300 Quilts · Affinity Tutorial · Appliqué

Wrapping Up the Leftovers • Affinity Tutorial

Far Away Doors, Quilt Number 216 • Merrion Square Pattern

Do you ever finish a quilt, but not quite finish it? Like forget the label? Or find scraps that needed to be put away from a quilt that is two years old? Or do you have tasks that still await you even as you transfer them from list to list to list? Or do you add tasks to your list of things to get done? Or do you feel like you spend so much time working off your list that you have no time to think, to create, to play, to imagine?

Signature Blocks: lost, then found, then lost again, and now found once more!

All of these are types of things that plague creatives, as we are known now. The list is endless, and we can keep adding to it. I was quite intrigued, then, with Mark McGuiness’s solution: a 3″ x 3″ Post-It Note. Actually, he uses two of them. On the first one — as outlined in this article from 99U — he writes one main task in the upper left corner, and then adds the rest of the day’s chores to the Post-It Note. Since it is only 3″ by 3″ it can’t get overrun. McGuiness writes: “But what about all the rest? All the phone calls, emails, and requests that come in during the day? Not to mention all the new ideas that pop into my head as I work? Good question. There’s a place for all of these things, and that place is the second Post-It on the stack, a.k.a. my to-do list for tomorrow.”

He then quotes Mark Forster, noting the idea of an “open” and “closed” list. The first Post-It Note is closed. The second one, is open.

Signature blocks sewn together, then pinned onto the back of the quilt

Here are some of the things I did this week that were on my list, putting together disparate parts of my life. I made this quilt with the help of the Gridster Bee, but had misplaced the signature blocks. And then when I would find the signature blocks, I couldn’t remember which quilt they went to. But we put a new shelf in our closet to hold the stack of quilts, and in the shuffling, I was able to put the two together.

» **EXERCISE SET**:
1. Print the stretch of the quilting blog post from "Signature blocks sewn" through "the two together.".
2. Proceed with the quilting blog post, picking up after its last sentence.
The records come from a different source than the quilting blog post.

Detection examples

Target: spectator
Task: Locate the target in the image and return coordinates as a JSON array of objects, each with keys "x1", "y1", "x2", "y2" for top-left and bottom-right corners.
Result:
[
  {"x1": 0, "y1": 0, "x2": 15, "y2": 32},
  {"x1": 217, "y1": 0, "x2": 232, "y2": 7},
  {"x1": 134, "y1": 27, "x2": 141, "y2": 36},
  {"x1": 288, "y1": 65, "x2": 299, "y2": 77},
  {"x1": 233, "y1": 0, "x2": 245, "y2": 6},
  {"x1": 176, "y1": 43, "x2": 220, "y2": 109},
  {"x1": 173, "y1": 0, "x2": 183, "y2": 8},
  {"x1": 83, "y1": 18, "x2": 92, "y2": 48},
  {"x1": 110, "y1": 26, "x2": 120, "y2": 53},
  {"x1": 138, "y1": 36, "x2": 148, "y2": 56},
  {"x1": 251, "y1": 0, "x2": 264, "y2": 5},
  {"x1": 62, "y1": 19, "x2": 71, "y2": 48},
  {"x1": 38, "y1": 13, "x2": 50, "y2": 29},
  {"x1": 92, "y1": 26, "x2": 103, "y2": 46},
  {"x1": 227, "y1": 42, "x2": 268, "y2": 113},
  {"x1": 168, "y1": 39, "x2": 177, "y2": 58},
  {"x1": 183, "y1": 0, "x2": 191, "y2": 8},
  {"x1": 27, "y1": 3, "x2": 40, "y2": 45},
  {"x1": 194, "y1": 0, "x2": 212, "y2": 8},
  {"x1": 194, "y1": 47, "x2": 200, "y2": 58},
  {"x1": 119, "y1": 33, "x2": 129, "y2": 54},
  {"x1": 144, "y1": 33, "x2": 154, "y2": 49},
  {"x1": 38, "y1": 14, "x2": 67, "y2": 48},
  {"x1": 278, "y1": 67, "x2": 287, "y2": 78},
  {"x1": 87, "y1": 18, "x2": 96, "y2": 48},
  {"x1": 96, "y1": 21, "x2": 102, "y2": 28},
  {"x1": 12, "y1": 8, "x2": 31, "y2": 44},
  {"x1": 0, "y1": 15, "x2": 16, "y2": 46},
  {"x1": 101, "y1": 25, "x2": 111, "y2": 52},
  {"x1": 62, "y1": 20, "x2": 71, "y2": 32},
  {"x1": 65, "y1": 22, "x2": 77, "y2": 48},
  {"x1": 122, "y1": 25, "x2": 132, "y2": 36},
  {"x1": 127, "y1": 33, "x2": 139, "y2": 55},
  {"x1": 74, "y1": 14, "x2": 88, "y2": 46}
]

» **ANSWERS FOR THE EXERCISE**:
1.
Signature blocks sewn together, then pinned onto the back of the quilt

Here are some of the things I did this week that were on my list, putting together disparate parts of my life. I made this quilt with the help of the Gridster Bee, but had misplaced the signature blocks. And then when I would find the signature blocks, I couldn’t remember which quilt they went to. But we put a new shelf in our closet to hold the stack of quilts, and in the shuffling, I was able to put the two together.

2.
I did the bulk of the little houses on the front of the quilt, but it’s fun to look at all the different houses my bee-mates and others sent to me. I often keep my quilts hanging up around my house, because I enjoy them finished.

That is something that Janet Choi might appreciate: “The simple act of pausing to reflect and acknowledge your efforts provides valuable boosts of motivation, focus, and insight that would otherwise be lost amidst your busy day.” It’s like the other side of the To Do List…it’s the Done List.

“Your done list acts as a signpost, a manifestation of all that day’s hard work. This flips an overwhelmed mindset into action mode to correct course, learn from mistakes, and ultimately make better progress” (Choi).

I tend to write my “Dones” at the end of the day in my journal, made for me by Amy, an artisan book maker. I was in a workshop of hers at Camp Create, and she made me this. It’s a treasure, but not only for what it is: it holds a lot of my Dones, but I also like reading backwards to find out what I thought about things a year ago, or even a month. Although I don’t write every day, I write enough that there is a general trend.

I also write my Quilt Dones up on my master Quilt Index at the top of this page, cataloging them on this blog, and then listing them one by one. I know several of you have started a Quilt Index of your own, judging by my emails.

Choi says to count our smaller wins, too: “Don’t wait until you’ve hit big goals like completing a project or getting a promotion — which happen only occasionally and make it difficult to appreciate small but important advancements. Don’t dismiss all the smaller things that fill out your days and are building up in the long run.”

Which brings me to this: the little rotary cutter in the illustration above. I was making images for my new workshop, Blossom, and I always like to have a visual header as to what is going on in the paragraph where it links to the instructional video, and gives tips. I had the scissors in my digital image file, but when I went hunting for a rotary cutter, I thought: I could make my own. So I did. I have the how-to’s below for those of you who are so inclined (including a video!), but for the rest of you, I leave you with this: I hope you will now not only consider not only a To-Do List, but also a Done List. Isn’t that why we started quilting in the first place? To have things stay done?

Happy Quilting!

How to Make a Digital Rotary Cutter in Affinity Designer, by a Verified Amateur.

  1. Start the program. Open an artboard. If that already feels like a foreign language, an artboard is basically just a big scratch pad. I can open multiple artboards in one file and save them all under one name. So I can have a scratchpad for rotary cutter, a scratchpad for a quilt block, etc.
  2. Open Affinity Designer, click on “New.” A screen will show up with lots of sizes to choose from. I usually go with 9 x 11 as I can always resize it, but it fits on my laptop screen neatly. I choose “inches” not pixels from the set-up screen and I like mine sideways, so I click on Landscape. Don’t forget to click “Create Artboard.”

3. And then I realized I would be writing a book, so instead, I made a video.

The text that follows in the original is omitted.